Source extract -

--*--

OK, I think I agree with this analysis, and clearly that is the side I'm arguing. To make it more concrete, a hypothetical (but typical) example:
Amir measures the impedances and frequency responses of cable A vs. cable B, and finds them virtually identical.
Random "Subjectivist" (RS) posts that he recently compared the two cables in his "very highly resolving system", and heard "significant" audible differences.
Various ASR members (ASR) chime in to point out that existing scientific evidence indicates that RS is almost certainly imagining the differences.
RS states that the differences were "large and obvious", and that science isn't infallible and measurements can't possibly describe everything we hear.
ASR points out that expectation bias is a proven thing, and accounts for even "large" perceived differences in many cases.
RS states that it wasn't expectation bias because the results weren't what he was expecting before he did the comparison.
ASR points out that humans aren't even aware of many of their biases, and a blind test is the only reliable way to eliminate them.
RS states blind testing sounds like too much work, and repeats that the differences were OBVIOUS.
ASR says have a nice day, and enjoy your cables.
Alternate (universe) ending:
ASR points out that humans aren't even aware of many of their biases, and a double-blind test is the only reliable way to eliminate them.
Alternate RS says he hadn't realized that, and asks for instructions on conducting a legitimate blind test.
ASR complies, and says they are quite looking forward to the results, as all valid data is welcomed in any scientific field.
So, who cares about truth in these examples? Someone who is told that their perceptions/beliefs are contradicted by a large body of known science and how to test those beliefs in a controlled way, and then declines to do so? I would argue they do not. Note that while ASR may sound dogmatic to many, they are actually the open-minded party in this example. If valid
contradictory data is presented, scientists are willing (in fact, obligated) to investigate causes and possibly revise current theories.

--*--

Information shown -
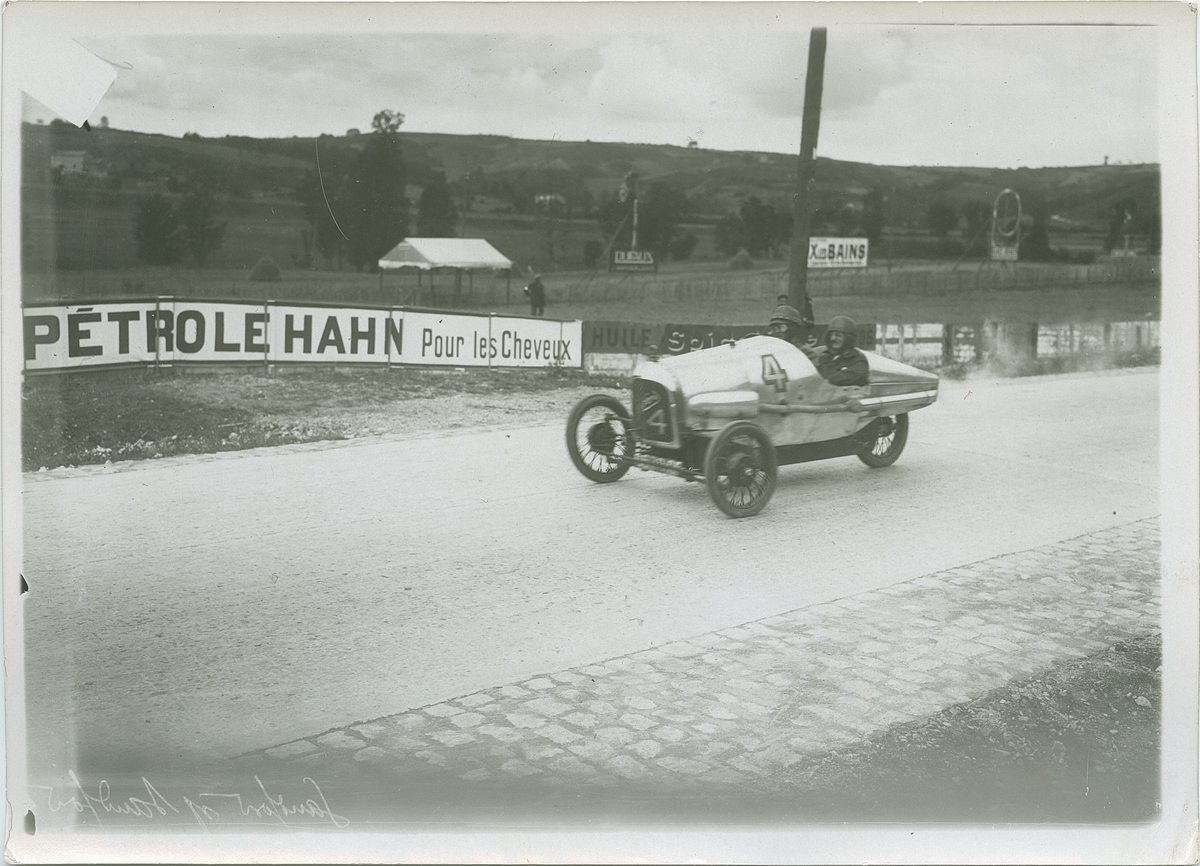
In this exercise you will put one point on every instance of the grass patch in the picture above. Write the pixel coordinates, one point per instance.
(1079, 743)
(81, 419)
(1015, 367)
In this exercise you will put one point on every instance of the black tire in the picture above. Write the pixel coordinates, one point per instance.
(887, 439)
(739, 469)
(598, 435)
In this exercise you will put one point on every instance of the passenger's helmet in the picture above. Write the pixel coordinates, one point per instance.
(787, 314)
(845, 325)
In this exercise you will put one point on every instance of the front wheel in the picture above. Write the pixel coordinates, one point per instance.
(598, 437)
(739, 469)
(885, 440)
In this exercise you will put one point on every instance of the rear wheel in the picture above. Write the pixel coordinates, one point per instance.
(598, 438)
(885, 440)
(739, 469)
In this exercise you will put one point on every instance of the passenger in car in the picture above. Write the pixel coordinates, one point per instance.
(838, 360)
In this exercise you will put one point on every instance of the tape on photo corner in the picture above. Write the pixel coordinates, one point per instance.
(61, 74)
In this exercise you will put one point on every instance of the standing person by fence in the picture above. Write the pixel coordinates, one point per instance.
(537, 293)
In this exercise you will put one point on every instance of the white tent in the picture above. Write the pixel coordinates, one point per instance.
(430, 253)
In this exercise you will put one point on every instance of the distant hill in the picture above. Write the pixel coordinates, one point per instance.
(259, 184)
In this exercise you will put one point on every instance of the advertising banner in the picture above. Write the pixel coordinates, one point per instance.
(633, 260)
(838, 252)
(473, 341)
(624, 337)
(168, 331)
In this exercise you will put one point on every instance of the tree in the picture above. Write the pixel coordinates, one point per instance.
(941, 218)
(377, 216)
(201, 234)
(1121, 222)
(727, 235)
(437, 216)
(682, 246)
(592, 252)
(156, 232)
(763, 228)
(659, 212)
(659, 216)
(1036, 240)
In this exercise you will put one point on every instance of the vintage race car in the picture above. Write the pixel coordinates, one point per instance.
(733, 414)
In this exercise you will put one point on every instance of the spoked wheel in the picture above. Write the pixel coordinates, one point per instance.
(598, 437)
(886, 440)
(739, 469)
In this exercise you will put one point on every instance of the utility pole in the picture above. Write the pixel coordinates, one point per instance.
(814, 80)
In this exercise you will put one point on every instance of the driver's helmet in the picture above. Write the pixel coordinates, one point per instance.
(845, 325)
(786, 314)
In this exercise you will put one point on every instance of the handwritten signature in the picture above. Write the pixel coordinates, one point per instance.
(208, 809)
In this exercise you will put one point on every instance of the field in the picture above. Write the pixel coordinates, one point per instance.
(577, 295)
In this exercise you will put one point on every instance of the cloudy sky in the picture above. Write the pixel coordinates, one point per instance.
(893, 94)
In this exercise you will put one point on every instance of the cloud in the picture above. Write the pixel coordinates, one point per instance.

--*--

Things to do -
1. Decide whether each statement agrees with the passage on cable testing. Answer yes or no for each, and quote the deciding words from the passage.
(a) Amir finds that the two cables have virtually identical impedances and frequency responses.
(b) RS describes the differences he heard as slight.
(c) In the alternate ending, RS refuses to conduct a blind test.
2. Write the next part of the passage on cable testing, beginning after its final sentence.
The records have no connection to the passage on cable testing.

Answers to the exercises -
1.
(a) Yes: "finds them virtually identical."
(b) No: "the differences were "large and obvious""
(c) No: "asks for instructions on conducting a legitimate blind test."

2.
I've argued for why I think that diagnosis is incorrect. Trying to parse it, as JP did, as saying "they think they have THEIR Truth" doesn't cut it. The think they have THE TRUTH which is why many of them will react just the same as people here would if the cable-believing audiophile said to Amir "You just have YOUR truth that the cables can't really technically make a difference. That's not THE TRUTH it's just YOUR TRUTH."
The crux is that "Amir's truth" is what results from applying scientific method and conducting valid, repeatable experiments, and it's shared
by millions of objectively-minded people around the globe.
That audiophile can continue to be sincerely mistaken even in the face of counter arguments/ evidence. Our minds often malfunction when seeking the truth (emphasis mine) and our mistaken beliefs are often quite recalcitrant. This should be obvious to all of us with experience dealing with other humans, let alone anyone who inhabits the typical internet forum. Further, the stubbornness of our beliefs in the face of counter argument/evidence has demonstrated over and over in research:
Correct, which is why we need objective methods and open minds if we want to make sure we stay on course.
I think you are confusing "seeking enjoyment" with "seeking truth" when it comes to Joe Sixpack audio enthusiast. In my experience, people who chase endless tweaks and exotic cables have little aptitude or interest in engineering or science, and therefore think that "everything makes a difference" and it's impossible to predict how something might sound without actually listening to it". It can be an excuse to cycle through insane amounts of gear in search of "perfect component synergy". If you want to consider such behavior "seeking truth", so be it. We can simply agree to disagree.